> PROVIDED ENTRIES:
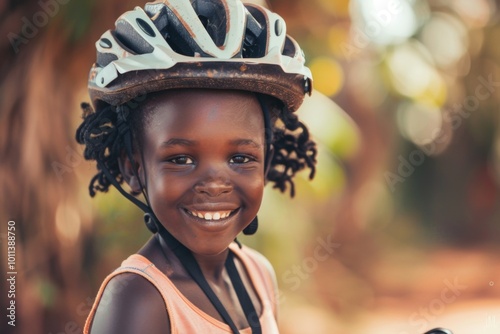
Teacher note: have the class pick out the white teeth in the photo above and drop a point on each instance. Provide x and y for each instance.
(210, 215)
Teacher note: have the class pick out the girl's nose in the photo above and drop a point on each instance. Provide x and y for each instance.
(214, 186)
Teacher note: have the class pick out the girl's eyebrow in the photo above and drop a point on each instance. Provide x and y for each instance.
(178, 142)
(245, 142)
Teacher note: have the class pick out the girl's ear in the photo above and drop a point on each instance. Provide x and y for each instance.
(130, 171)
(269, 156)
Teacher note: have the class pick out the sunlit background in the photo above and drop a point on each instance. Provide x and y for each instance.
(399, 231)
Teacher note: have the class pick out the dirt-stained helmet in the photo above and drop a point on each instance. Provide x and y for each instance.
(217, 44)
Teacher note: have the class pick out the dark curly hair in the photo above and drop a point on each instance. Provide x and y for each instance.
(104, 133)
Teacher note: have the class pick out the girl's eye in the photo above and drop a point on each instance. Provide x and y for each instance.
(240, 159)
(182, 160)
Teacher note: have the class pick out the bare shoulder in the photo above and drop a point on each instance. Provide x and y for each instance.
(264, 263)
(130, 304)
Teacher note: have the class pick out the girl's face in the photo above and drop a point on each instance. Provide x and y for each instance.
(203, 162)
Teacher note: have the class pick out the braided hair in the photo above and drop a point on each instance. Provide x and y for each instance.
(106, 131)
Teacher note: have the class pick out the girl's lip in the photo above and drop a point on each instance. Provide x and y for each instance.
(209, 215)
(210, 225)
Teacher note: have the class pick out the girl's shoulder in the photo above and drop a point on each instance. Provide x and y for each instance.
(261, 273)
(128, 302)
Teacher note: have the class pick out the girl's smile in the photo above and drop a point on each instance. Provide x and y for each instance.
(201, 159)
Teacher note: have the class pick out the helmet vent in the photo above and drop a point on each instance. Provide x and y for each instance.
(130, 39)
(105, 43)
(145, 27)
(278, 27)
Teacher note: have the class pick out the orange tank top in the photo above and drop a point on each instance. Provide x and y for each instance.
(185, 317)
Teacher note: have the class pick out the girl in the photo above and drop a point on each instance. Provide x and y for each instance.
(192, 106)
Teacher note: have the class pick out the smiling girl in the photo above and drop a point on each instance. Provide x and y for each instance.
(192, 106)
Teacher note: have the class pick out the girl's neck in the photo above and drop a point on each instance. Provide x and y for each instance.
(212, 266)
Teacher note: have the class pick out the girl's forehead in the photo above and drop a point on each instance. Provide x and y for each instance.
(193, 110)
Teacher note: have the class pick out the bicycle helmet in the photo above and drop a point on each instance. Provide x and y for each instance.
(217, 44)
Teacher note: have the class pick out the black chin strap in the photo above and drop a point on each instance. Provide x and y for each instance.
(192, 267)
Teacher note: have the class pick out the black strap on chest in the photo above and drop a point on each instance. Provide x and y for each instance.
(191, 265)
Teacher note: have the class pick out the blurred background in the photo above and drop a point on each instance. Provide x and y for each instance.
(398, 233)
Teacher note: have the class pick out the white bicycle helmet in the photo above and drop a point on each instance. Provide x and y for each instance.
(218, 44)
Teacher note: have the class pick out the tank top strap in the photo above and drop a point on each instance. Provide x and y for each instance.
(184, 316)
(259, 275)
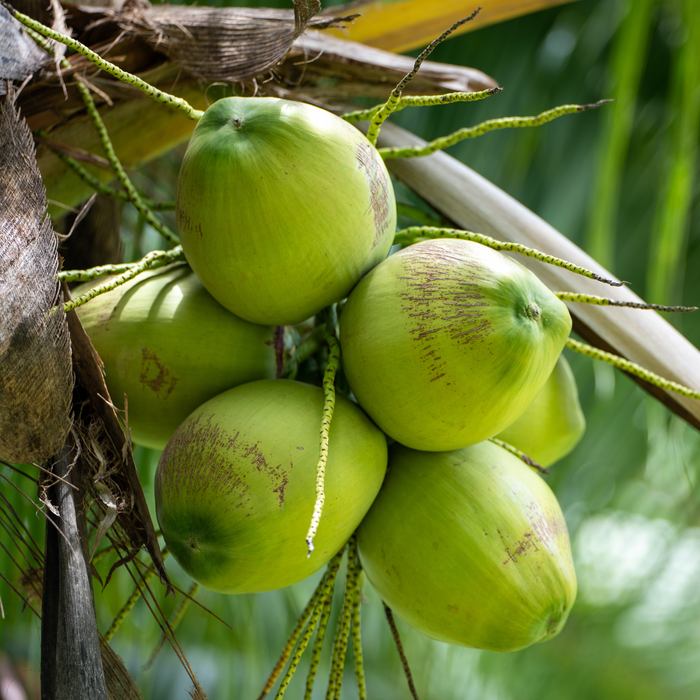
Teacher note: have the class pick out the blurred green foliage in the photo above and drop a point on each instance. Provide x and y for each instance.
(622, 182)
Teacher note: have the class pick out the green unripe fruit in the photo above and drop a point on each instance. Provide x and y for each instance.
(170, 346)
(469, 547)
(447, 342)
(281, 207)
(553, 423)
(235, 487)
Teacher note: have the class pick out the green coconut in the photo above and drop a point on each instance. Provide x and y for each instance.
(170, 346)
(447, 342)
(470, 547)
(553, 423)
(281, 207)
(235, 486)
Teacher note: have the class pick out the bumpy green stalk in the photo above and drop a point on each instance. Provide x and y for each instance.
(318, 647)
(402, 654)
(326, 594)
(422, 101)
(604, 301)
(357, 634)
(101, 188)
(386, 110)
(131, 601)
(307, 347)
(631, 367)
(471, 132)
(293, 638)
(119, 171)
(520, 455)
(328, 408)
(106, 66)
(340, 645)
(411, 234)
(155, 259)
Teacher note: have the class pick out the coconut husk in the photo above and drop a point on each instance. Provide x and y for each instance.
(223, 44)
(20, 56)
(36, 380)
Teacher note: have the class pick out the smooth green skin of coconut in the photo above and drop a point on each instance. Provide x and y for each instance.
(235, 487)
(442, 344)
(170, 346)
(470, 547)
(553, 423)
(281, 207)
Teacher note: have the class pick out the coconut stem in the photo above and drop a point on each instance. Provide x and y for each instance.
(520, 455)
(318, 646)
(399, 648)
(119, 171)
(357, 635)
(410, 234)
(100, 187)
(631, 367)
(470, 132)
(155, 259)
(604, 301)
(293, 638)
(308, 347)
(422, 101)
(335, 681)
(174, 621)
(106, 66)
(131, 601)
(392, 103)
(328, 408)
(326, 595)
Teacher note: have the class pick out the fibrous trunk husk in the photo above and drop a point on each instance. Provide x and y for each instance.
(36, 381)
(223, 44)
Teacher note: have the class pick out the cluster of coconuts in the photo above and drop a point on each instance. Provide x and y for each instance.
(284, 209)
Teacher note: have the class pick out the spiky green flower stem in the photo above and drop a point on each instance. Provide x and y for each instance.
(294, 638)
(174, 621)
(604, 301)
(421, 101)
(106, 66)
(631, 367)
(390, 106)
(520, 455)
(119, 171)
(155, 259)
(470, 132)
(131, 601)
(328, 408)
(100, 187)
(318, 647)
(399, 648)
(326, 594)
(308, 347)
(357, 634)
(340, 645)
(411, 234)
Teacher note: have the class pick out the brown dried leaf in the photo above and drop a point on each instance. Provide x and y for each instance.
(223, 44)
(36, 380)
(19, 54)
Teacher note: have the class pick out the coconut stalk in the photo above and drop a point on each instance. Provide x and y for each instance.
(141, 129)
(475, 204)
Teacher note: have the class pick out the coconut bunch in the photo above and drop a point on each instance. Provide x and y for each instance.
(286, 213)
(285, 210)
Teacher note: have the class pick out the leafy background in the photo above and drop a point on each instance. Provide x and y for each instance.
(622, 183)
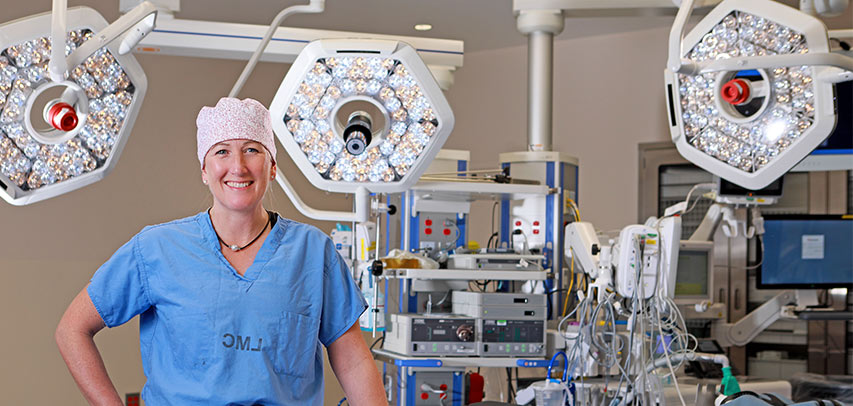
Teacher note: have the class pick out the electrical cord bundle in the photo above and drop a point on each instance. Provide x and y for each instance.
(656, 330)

...

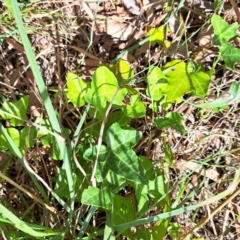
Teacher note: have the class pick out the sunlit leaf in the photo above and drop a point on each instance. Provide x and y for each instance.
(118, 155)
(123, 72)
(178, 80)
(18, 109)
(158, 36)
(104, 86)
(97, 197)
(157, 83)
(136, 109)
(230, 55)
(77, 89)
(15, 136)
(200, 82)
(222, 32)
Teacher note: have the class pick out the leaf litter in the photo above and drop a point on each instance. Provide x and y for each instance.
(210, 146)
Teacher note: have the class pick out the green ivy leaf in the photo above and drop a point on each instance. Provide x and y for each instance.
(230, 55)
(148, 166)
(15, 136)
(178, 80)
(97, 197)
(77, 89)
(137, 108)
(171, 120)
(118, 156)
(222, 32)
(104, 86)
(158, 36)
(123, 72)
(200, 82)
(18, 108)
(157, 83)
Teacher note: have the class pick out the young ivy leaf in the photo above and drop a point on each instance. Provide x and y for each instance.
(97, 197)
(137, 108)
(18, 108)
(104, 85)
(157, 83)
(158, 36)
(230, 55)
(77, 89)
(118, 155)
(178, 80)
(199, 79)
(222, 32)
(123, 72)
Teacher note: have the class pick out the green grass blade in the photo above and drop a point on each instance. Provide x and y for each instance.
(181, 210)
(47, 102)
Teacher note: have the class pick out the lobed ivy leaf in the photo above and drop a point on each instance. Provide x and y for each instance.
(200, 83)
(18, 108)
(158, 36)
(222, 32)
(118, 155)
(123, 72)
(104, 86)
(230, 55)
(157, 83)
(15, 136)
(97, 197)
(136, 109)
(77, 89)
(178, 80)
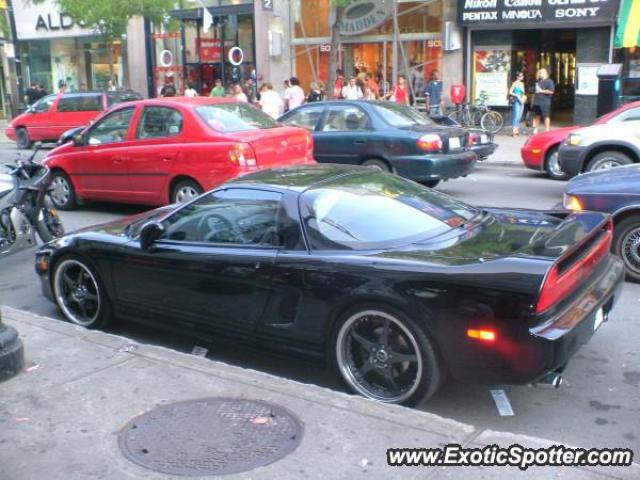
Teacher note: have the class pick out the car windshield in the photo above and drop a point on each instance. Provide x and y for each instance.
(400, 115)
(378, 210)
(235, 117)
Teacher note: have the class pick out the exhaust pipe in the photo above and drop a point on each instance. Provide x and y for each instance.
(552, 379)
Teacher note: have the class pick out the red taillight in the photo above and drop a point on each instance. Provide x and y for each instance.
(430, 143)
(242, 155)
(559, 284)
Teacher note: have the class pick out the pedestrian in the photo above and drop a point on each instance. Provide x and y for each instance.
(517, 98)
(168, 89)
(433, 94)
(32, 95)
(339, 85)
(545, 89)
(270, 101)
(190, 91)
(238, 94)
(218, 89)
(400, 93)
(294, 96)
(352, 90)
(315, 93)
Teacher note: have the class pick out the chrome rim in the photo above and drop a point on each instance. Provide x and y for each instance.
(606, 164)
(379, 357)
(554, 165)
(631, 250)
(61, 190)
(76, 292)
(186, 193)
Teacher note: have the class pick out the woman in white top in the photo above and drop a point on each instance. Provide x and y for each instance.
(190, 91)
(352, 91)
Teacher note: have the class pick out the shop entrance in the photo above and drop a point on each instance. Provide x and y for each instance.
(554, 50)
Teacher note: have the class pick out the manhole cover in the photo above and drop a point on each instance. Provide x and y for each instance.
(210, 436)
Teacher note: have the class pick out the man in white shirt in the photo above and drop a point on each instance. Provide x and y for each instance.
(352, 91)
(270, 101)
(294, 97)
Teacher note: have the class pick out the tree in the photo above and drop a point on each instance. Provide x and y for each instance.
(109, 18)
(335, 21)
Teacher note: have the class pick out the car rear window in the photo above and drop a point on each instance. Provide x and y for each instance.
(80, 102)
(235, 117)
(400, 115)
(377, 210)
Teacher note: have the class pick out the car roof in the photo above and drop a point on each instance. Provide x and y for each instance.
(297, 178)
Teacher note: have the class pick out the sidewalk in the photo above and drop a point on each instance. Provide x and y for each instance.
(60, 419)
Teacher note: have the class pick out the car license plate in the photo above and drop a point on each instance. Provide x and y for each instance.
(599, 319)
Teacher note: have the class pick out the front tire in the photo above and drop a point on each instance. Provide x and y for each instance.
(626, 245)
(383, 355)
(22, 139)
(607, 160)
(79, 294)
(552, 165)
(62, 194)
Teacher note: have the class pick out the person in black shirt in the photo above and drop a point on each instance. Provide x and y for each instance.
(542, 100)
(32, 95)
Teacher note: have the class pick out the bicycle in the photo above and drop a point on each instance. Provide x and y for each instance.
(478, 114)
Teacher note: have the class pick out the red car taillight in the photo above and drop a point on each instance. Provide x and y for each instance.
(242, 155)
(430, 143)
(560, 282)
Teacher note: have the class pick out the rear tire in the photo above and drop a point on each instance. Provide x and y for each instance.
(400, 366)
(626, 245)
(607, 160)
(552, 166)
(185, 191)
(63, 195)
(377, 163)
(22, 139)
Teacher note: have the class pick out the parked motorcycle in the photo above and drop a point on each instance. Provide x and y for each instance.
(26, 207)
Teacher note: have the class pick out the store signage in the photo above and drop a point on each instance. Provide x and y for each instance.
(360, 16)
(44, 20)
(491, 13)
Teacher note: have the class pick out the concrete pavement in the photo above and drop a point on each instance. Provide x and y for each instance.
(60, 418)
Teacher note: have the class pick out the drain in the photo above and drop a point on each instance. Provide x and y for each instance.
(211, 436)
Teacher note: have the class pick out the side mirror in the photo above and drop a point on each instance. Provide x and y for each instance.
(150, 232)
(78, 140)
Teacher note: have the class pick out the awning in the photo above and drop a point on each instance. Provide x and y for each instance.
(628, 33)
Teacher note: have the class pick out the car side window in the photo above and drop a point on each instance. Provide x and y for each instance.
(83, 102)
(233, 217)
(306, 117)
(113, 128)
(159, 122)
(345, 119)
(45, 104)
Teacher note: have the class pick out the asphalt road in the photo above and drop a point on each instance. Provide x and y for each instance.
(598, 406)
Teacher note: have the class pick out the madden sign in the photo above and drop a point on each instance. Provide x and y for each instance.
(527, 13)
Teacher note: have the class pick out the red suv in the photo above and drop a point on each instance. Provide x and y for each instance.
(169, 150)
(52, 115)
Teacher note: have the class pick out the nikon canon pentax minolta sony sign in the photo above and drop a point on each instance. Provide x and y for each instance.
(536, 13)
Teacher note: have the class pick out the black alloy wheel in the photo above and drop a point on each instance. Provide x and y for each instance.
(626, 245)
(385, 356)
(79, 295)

---

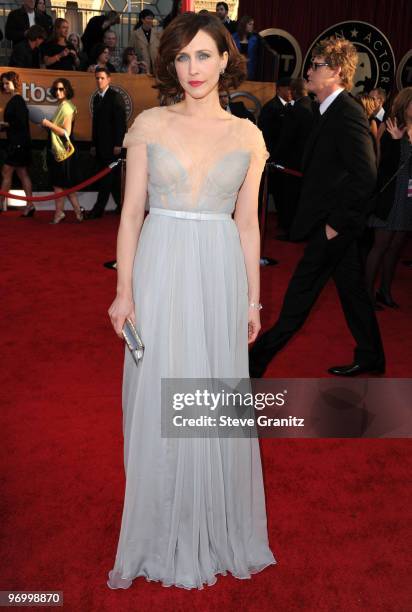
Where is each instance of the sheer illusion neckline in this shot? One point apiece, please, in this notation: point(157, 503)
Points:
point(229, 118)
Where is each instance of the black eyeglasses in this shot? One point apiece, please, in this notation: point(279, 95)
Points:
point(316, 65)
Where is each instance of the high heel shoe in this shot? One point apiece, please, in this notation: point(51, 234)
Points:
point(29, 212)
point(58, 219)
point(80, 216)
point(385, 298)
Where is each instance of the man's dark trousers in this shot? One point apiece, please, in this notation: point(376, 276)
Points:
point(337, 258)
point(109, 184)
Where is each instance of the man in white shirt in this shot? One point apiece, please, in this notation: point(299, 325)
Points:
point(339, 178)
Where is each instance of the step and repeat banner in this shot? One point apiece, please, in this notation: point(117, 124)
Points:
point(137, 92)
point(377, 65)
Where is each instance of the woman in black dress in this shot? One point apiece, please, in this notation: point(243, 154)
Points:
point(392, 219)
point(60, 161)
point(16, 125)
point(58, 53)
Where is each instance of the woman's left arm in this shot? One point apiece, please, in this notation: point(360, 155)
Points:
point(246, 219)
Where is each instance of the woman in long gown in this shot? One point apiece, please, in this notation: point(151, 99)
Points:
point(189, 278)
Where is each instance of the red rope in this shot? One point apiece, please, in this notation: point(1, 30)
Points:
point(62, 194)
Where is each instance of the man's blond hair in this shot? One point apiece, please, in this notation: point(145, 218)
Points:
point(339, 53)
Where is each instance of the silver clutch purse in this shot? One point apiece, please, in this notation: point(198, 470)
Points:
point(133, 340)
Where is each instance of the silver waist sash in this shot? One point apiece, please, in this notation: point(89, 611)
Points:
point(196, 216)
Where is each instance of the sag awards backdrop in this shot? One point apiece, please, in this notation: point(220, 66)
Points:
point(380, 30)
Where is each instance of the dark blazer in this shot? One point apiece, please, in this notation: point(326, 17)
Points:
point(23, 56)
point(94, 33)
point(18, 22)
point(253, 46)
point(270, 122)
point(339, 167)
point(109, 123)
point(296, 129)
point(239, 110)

> JOB: Which lines in the items above contain the word "taillight"? Return each of those lines in full, treating uppercase and lowercase as different.

> TASK SOLUTION:
Teacher note: have the class pick out the red taillight in the photo above and drop a point on each instance. Provide x and y for each instance.
Teacher note: have the class pick out the red car taillight in the photo above and drop a point on each instance. Provide x and y for each instance.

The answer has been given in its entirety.